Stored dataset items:
---------------

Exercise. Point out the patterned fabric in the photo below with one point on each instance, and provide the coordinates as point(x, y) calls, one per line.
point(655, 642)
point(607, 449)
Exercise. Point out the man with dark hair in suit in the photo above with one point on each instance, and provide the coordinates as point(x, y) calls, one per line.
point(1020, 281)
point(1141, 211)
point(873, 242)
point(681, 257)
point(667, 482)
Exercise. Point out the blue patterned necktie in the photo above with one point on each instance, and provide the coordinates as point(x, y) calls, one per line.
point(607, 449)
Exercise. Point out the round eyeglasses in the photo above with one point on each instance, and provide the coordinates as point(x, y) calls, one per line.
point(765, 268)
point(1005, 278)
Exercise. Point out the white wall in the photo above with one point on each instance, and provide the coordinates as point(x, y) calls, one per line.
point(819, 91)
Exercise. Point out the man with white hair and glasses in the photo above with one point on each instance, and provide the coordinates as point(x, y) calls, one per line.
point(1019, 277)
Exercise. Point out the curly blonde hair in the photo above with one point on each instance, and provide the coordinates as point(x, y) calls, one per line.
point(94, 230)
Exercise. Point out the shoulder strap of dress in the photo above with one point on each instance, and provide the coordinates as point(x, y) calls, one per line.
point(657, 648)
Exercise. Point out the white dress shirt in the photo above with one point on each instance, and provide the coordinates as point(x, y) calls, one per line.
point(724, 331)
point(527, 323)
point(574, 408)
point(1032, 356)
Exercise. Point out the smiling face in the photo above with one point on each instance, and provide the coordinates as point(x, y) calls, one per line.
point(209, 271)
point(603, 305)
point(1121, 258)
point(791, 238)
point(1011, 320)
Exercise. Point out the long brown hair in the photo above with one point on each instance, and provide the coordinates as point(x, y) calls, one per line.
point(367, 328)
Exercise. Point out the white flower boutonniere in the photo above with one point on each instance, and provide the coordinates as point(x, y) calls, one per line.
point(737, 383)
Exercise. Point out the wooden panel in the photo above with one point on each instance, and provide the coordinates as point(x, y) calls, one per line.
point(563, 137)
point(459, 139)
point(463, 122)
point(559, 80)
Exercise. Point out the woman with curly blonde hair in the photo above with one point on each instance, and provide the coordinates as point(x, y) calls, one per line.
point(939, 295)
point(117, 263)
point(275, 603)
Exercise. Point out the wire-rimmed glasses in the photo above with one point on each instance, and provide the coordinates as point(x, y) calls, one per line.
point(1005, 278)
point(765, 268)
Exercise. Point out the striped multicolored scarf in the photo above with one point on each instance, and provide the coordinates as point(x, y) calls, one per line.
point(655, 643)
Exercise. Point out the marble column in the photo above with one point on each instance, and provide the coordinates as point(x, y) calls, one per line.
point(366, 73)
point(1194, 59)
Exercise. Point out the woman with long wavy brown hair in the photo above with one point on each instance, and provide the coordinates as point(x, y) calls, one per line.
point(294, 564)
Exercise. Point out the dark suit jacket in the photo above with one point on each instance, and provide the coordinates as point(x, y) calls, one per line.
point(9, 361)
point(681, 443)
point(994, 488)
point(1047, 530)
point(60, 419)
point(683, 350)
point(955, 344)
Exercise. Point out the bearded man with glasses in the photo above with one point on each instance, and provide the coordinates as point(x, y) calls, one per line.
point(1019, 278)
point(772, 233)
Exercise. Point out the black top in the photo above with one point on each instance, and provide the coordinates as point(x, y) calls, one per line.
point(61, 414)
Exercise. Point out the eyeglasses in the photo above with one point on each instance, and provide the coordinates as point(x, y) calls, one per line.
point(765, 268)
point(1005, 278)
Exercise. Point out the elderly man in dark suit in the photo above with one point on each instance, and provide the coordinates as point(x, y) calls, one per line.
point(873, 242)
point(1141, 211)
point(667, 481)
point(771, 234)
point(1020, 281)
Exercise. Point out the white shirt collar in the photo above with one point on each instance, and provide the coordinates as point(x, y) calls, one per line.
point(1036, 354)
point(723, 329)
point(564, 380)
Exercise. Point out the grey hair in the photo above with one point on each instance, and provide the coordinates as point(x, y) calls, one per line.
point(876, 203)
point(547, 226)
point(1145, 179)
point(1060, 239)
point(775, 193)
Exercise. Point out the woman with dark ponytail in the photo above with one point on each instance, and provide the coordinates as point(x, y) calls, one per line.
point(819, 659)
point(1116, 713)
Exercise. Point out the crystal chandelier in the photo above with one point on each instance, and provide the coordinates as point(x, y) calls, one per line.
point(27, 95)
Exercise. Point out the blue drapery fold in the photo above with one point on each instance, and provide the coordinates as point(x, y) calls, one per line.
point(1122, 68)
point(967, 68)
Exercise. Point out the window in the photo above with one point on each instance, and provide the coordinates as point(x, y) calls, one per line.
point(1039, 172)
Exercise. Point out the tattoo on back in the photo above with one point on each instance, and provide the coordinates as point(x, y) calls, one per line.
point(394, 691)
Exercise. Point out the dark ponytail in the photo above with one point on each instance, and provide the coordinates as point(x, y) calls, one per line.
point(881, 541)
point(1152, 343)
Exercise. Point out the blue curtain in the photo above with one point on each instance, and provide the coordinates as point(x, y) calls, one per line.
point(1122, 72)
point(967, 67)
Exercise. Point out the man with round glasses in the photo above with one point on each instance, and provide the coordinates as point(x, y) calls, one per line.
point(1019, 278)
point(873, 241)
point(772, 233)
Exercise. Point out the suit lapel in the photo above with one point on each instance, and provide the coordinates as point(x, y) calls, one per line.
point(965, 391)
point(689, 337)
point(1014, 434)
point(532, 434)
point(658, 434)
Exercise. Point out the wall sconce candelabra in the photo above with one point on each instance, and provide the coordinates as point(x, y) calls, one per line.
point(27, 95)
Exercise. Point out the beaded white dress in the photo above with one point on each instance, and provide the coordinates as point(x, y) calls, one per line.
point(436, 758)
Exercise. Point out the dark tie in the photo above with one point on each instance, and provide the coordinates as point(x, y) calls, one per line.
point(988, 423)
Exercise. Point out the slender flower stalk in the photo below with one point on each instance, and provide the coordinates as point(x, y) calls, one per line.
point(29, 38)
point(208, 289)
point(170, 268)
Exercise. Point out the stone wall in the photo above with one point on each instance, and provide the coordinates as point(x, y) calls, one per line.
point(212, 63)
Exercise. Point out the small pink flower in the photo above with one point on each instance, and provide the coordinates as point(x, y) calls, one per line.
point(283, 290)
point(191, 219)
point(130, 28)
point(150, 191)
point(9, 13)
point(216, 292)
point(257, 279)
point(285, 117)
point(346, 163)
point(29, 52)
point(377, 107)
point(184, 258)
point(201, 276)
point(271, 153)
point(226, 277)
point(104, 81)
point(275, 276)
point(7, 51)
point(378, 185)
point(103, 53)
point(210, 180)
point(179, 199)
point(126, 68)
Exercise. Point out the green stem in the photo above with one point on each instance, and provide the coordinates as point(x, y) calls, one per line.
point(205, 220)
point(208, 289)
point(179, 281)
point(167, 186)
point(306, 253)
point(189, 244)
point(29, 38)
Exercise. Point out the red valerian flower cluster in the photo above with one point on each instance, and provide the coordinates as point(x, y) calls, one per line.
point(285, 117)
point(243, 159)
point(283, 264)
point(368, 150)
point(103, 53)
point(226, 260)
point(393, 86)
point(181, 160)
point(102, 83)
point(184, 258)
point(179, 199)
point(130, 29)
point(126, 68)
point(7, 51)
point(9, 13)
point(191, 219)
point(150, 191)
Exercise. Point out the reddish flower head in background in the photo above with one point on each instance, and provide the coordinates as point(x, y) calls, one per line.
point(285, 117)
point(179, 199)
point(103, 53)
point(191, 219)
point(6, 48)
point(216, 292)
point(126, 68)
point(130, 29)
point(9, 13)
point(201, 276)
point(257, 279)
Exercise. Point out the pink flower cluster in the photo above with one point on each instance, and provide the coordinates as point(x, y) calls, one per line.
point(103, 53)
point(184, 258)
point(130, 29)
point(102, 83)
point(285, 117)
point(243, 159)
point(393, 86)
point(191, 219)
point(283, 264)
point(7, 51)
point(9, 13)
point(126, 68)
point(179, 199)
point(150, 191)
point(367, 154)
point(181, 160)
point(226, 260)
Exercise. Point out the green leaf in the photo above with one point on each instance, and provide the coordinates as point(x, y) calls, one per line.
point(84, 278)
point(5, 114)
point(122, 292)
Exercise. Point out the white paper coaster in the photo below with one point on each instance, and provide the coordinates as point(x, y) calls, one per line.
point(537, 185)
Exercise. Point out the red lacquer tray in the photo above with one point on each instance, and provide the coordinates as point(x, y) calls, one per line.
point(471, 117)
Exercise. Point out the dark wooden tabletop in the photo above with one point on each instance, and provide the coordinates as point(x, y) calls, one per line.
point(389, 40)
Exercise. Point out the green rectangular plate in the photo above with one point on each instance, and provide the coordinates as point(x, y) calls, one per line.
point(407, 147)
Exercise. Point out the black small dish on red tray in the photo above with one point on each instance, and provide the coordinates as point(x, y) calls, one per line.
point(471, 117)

---------------

Problem details: I need exact copies of the lines from the one holding "Exercise. Point out the green rectangular" through the end of the records above, and nothing beyond them.

Solution to the exercise:
Exercise. Point out the green rectangular plate in the photo above with one point on each instance, and provide the coordinates as point(x, y) calls, one per line.
point(407, 147)
Exercise. Point out the black small dish on red tray in the photo above with one point on each instance, and provide the coordinates as point(x, y) calls, one per line.
point(471, 117)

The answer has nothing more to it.